What do you attribute your success in the CSR position to?

For me, persistence and organization are the two attributes that have led to my success. This is something that you talk about in your training but having a good understanding and belief in the value of the services that we’re out there offering to prospective clients attribute to being successful in this position. I’ve also tried to take a team oriented approach to the whole process. I’m not a me-first kind of guy and I think each and every member of the Robert Roth, CPA team has a role in what we’re doing with securing new clients. So I’ve tried to incorporate a very team-oriented approach to the position. All of these things have helped contribute to our success.

That makes sense and echoes a lot of other CSR interviews I’ve done. Persistence is key in any sales position, I think. The team aspect sometimes gets downplayed but it’s really important.

I couldn’t agree more and I think that is one of the reasons we’ve been able to retain one appointment setter for over a year now.

Bob had mentioned that to me. He told me his name is Mike and that he’s blind. I plan on featuring him for next month’s success story interview to make it a three part series.

I think Mike will give a great interview and it will be highly beneficial for other firms.

The appointment setting can be a sticking point so it’s always good to share the perspective of an appointment setter who has had success over an extended period of time like Mike has.

That’s one of the things we’re most proud of in this first year. The annualized billings are nice, but retaining an appointment setter for a year and with no end in sight is an accomplishment. Plus we’re giving Mike an opportunity he might not otherwise have and he enjoys what he’s doing. So we take great pride in that.

That’s fantastic. Mike’s story is really interesting and inspiring, I’m looking forward to sharing it with our readers next month. Another impressive aspect of your results is that you have pretty much 100% client retention over nine months and 60+ new clients. That is amazing and a testament to the work you all are doing there. Bob told me only one new client dropped off and it was because that client went out of business, it had nothing to do with the service being provided. In the nine months you’ve been a CSR, how much in annually recurring revenue have you added to the firm?

══════════════════════════════

### STATED GOAL A
Transcribe the CSR interview, starting at "I couldn’t agree" and ending at "three part series.".
### STATED GOAL B
Pick up the CSR interview right after its final sentence and keep it going.
The data that comes next isn't needed for anything here.

### SUPPLIED INFORMATION
══════════════════════════════

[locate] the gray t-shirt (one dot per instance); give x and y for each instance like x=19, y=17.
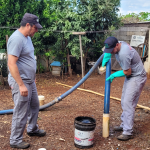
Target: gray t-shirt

══════════════════════════════

### TASK RESPONSE A
I couldn’t agree more and I think that is one of the reasons we’ve been able to retain one appointment setter for over a year now.

Bob had mentioned that to me. He told me his name is Mike and that he’s blind. I plan on featuring him for next month’s success story interview to make it a three part series.

### TASK RESPONSE B
As of nine months, which ended in April, we had $141,000 in new annualized billings according to the weekly reports we’ve sent to NCI. May is not over yet but as of today we’ve actually cracked $160,000 in new business.

That’s excellent and puts you ahead of the curve. The billing guarantee on the program is at least $300,000 added in two years and you are one year in and have added $160,000 in new business. What’s even more impressive is that you’ve actually only had nine and a half months so far to generate that growth after the first hire didn’t work out. What is the largest monthly client you’ve been able to secure so far?

We’ve had multiple clients in the $500-$600 per month range. Those aren’t the bread and butter clients but we’ve had multiple clients in that range. The interesting thing about those clients is that they’re generally the easier clients to work with. So I enjoy finding those because they’ve proven to be easier to work with. I attribute that to the fact that they are more mature and due to their size and their sales volume, they a have a better grasp on operating their businesses. The smaller ones are generally newer and they don’t have some of the procedures in place yet. They need more help.

Those are the ones we target because they do really need the service and hopefully you can guide them into a similar position that the more established clients occupy. Some accountants look at this program and assume all they will get is $150 a month clients and we like to illustrate through this question that with the NCI method you can and will get larger clients.

I have a couple thoughts on that I can share. The first thing I would say to accountants considering the program is that our ratio, this is unofficial, but our ratio comes out to about half the clients being $200 a month clients which is our monthly minimum figure. I would say the other half fall between $201 and $600 per month. Of those, about 30%-35% are $201-$400 and that leaves about 15%-20% that are over $400 a month. So that’s a rough breakdown of the different sized clients.

That’s very helpful, thank you. What about back work? That can be challenge for new CSRs to price and handle effectively. What are some of the larger back work amounts you’ve been able to bring in and how do you approach those situations?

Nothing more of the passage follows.